# Input
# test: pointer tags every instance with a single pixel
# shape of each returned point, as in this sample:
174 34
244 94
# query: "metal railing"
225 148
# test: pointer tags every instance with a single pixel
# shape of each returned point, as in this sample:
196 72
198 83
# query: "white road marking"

# Aim
Copy out every line of the material above, reproducing each one character for character.

# Response to this exercise
# test: pointer tags every instance with a single pixel
# shape of each returned point, as in this sample:
174 34
244 94
# query: "metal railing"
225 148
# test: pointer tags every instance with a single pixel
# shape of each returned point, as in this sample:
196 72
198 83
# query: "white road marking"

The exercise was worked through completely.